RECORD SET section start
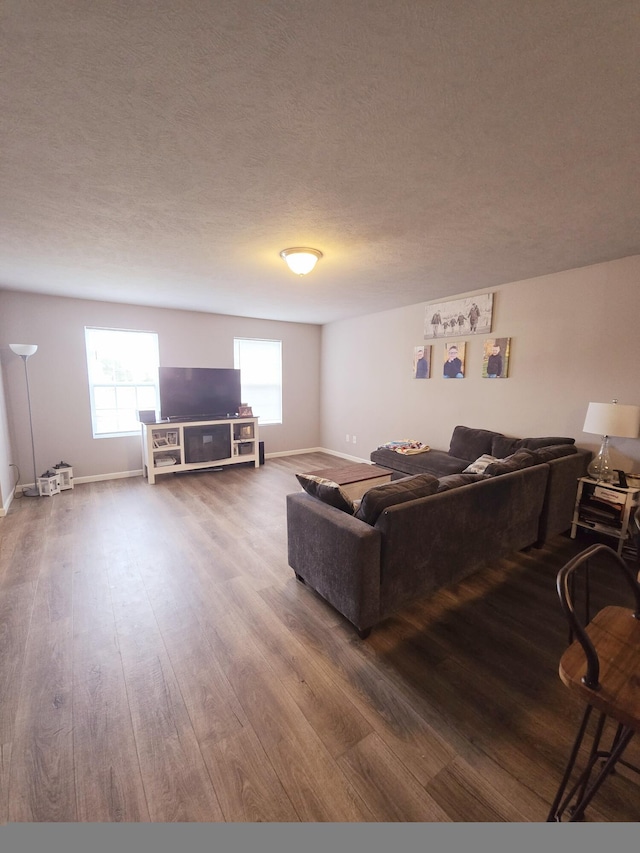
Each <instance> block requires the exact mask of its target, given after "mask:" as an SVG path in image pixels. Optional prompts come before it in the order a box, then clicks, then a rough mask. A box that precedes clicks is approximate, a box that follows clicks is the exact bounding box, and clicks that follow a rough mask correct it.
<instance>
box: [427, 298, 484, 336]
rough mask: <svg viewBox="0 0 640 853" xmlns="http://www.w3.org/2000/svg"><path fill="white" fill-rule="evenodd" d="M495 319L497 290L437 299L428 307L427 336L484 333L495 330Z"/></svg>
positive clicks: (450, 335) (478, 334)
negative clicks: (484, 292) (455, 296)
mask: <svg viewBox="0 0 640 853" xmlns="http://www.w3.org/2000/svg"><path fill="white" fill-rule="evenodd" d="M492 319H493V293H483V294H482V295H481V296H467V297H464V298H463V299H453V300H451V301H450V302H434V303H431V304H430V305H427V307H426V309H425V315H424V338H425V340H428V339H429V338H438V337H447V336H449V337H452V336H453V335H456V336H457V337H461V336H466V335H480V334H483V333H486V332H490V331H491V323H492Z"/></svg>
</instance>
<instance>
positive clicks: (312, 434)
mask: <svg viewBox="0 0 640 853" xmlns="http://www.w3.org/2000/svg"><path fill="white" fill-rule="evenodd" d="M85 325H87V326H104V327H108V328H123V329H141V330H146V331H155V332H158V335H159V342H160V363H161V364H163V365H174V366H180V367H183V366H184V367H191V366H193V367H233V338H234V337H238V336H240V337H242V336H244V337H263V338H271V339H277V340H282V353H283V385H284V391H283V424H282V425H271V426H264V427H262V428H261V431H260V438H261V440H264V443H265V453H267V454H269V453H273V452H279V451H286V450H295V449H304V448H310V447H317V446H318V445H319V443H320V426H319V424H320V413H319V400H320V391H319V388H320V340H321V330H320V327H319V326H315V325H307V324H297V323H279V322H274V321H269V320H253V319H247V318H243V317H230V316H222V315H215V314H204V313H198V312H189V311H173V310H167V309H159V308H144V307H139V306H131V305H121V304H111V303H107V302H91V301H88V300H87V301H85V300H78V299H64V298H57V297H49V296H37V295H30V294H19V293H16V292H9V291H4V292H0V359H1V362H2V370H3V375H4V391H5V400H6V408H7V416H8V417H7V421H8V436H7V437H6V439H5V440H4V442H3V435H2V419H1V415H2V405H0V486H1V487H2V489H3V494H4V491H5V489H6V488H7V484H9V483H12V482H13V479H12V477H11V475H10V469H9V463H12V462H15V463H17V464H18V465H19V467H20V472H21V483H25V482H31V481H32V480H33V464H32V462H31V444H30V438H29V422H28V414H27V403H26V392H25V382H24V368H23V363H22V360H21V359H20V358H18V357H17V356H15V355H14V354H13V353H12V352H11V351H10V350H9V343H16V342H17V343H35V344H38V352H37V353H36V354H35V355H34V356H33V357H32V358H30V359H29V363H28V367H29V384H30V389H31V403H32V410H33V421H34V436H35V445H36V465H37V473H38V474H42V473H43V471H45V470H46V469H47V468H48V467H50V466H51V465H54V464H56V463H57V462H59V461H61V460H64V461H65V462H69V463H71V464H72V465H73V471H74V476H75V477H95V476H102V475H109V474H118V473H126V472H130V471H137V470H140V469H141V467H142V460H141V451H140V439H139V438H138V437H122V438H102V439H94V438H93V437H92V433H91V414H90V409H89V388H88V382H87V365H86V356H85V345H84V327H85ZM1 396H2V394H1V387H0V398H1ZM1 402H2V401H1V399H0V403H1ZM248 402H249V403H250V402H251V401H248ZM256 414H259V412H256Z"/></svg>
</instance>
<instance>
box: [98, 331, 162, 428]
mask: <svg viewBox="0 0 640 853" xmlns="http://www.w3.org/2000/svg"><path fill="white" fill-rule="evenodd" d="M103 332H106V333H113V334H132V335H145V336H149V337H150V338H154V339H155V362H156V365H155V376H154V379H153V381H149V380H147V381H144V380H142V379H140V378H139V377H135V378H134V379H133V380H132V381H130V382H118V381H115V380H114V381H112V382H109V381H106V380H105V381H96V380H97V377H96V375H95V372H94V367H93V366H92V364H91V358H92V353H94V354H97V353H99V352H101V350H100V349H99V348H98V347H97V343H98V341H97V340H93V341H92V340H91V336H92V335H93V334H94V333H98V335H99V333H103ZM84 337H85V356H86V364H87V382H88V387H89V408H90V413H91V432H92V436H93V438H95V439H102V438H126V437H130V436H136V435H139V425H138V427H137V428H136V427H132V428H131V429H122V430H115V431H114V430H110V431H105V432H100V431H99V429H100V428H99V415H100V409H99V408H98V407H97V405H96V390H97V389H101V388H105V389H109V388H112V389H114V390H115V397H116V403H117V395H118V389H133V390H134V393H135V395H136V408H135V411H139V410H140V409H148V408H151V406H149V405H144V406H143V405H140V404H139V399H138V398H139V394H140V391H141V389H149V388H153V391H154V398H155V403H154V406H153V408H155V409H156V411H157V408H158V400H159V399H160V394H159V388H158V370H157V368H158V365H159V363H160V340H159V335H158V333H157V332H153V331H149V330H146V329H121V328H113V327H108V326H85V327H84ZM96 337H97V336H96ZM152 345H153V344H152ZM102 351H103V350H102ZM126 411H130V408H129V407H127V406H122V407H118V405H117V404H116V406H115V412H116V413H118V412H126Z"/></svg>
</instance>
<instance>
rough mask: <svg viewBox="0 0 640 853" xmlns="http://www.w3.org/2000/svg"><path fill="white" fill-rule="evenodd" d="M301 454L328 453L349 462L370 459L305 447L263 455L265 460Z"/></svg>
RECORD SET section end
**EXERCISE PROMPT**. Retype the data in full. Images do not go in the copy.

**YOUR SOLUTION**.
Each <instance> block requires the exact mask of its target, given after "mask:" as an SVG path in image pixels. Optional prompts come before it in the order a box, then clicks, then a rough mask. A box that precedes clicks is approximate, a box that follows clicks is the exact bounding box, and clicks that follow a rough mask correct it.
<instance>
box: [427, 298, 484, 336]
rough mask: <svg viewBox="0 0 640 853" xmlns="http://www.w3.org/2000/svg"><path fill="white" fill-rule="evenodd" d="M495 319L497 290L437 299L428 307L427 336L484 333L495 330Z"/></svg>
positive clicks: (450, 335) (478, 334)
negative clicks: (484, 292) (455, 296)
mask: <svg viewBox="0 0 640 853" xmlns="http://www.w3.org/2000/svg"><path fill="white" fill-rule="evenodd" d="M492 319H493V293H483V294H482V295H481V296H467V297H464V298H463V299H453V300H451V301H450V302H434V303H431V304H430V305H427V307H426V309H425V315H424V338H425V340H428V339H429V338H438V337H447V336H449V337H452V336H453V335H456V336H457V337H461V336H466V335H480V334H483V333H486V332H490V331H491V323H492Z"/></svg>
</instance>
<instance>
positive clicks: (312, 434)
mask: <svg viewBox="0 0 640 853" xmlns="http://www.w3.org/2000/svg"><path fill="white" fill-rule="evenodd" d="M85 325H87V326H104V327H108V328H123V329H141V330H146V331H155V332H158V335H159V342H160V363H161V364H163V365H174V366H180V367H183V366H184V367H191V366H193V367H233V338H234V337H238V336H240V337H242V336H244V337H263V338H271V339H277V340H282V353H283V385H284V391H283V424H282V425H271V426H264V427H262V428H261V431H260V438H261V440H264V443H265V453H267V454H269V453H273V452H279V451H286V450H295V449H304V448H310V447H317V446H318V445H319V443H320V426H319V424H320V413H319V400H320V391H319V388H320V340H321V330H320V327H319V326H315V325H307V324H297V323H279V322H274V321H269V320H253V319H247V318H243V317H230V316H222V315H215V314H204V313H198V312H189V311H173V310H167V309H159V308H144V307H139V306H131V305H121V304H111V303H107V302H91V301H88V300H87V301H85V300H78V299H64V298H57V297H49V296H37V295H30V294H19V293H16V292H9V291H4V292H0V359H1V362H2V370H3V375H4V391H5V400H6V408H7V416H8V417H7V421H8V436H7V437H6V439H5V440H4V442H3V435H2V419H1V415H2V405H0V486H1V487H2V489H3V494H4V491H5V489H6V488H7V484H9V483H12V482H13V479H12V477H11V475H10V469H9V463H12V462H15V463H17V464H18V465H19V467H20V472H21V483H25V482H31V481H32V480H33V464H32V462H31V444H30V438H29V422H28V414H27V403H26V392H25V382H24V368H23V363H22V360H21V359H20V358H18V357H17V356H15V355H14V354H13V353H12V352H11V351H10V350H9V343H16V342H17V343H35V344H38V352H37V353H36V354H35V355H34V356H33V357H32V358H30V359H29V363H28V367H29V384H30V389H31V403H32V410H33V421H34V436H35V445H36V465H37V473H38V474H42V473H43V471H45V470H46V469H47V468H48V467H50V466H51V465H54V464H56V463H57V462H59V461H61V460H64V461H65V462H69V463H71V464H72V465H73V471H74V476H75V477H95V476H102V475H109V474H118V473H126V472H130V471H137V470H140V469H141V467H142V460H141V451H140V439H139V438H138V437H122V438H102V439H94V438H93V437H92V433H91V414H90V409H89V388H88V382H87V365H86V356H85V345H84V327H85ZM1 396H2V394H1V387H0V398H1ZM1 402H2V401H1V399H0V403H1ZM248 402H249V403H250V402H251V401H248ZM256 414H259V412H256Z"/></svg>
</instance>
<instance>
box: [98, 331, 162, 428]
mask: <svg viewBox="0 0 640 853" xmlns="http://www.w3.org/2000/svg"><path fill="white" fill-rule="evenodd" d="M103 332H106V333H113V334H132V335H145V336H149V337H150V338H154V339H155V362H156V365H155V376H154V379H153V381H149V380H147V381H144V380H142V379H140V378H139V377H135V378H134V379H133V380H132V381H130V382H118V381H115V380H114V381H112V382H109V381H106V380H105V381H96V380H97V377H96V375H95V372H94V367H93V366H92V364H91V358H92V353H94V354H97V353H99V352H101V350H100V349H99V348H98V347H97V343H98V341H97V340H93V341H92V340H91V336H92V335H93V334H94V333H98V335H99V333H103ZM84 337H85V356H86V364H87V382H88V387H89V408H90V413H91V432H92V436H93V438H95V439H102V438H126V437H130V436H136V435H139V425H138V427H137V428H136V427H132V428H131V429H122V430H115V431H114V430H110V431H105V432H100V431H99V429H100V428H99V415H100V409H99V408H98V407H97V405H96V390H97V389H101V388H105V389H109V388H112V389H114V390H115V397H116V403H117V395H118V389H133V390H134V393H135V395H136V408H135V411H139V410H140V409H148V408H151V406H149V405H144V406H143V405H140V404H139V399H138V398H139V394H140V391H141V389H149V388H153V391H154V398H155V403H154V406H153V408H155V409H156V411H157V408H158V400H159V399H160V394H159V388H158V370H157V368H158V365H159V363H160V340H159V335H158V333H157V332H153V331H149V330H146V329H121V328H113V327H108V326H85V327H84ZM96 337H97V336H96ZM152 345H153V344H152ZM102 351H103V350H102ZM126 411H130V408H129V407H127V406H122V407H118V405H117V404H116V406H115V412H116V413H118V412H126Z"/></svg>
</instance>
<instance>
rough mask: <svg viewBox="0 0 640 853" xmlns="http://www.w3.org/2000/svg"><path fill="white" fill-rule="evenodd" d="M301 454L328 453L349 462L370 459L305 447L263 455L265 460Z"/></svg>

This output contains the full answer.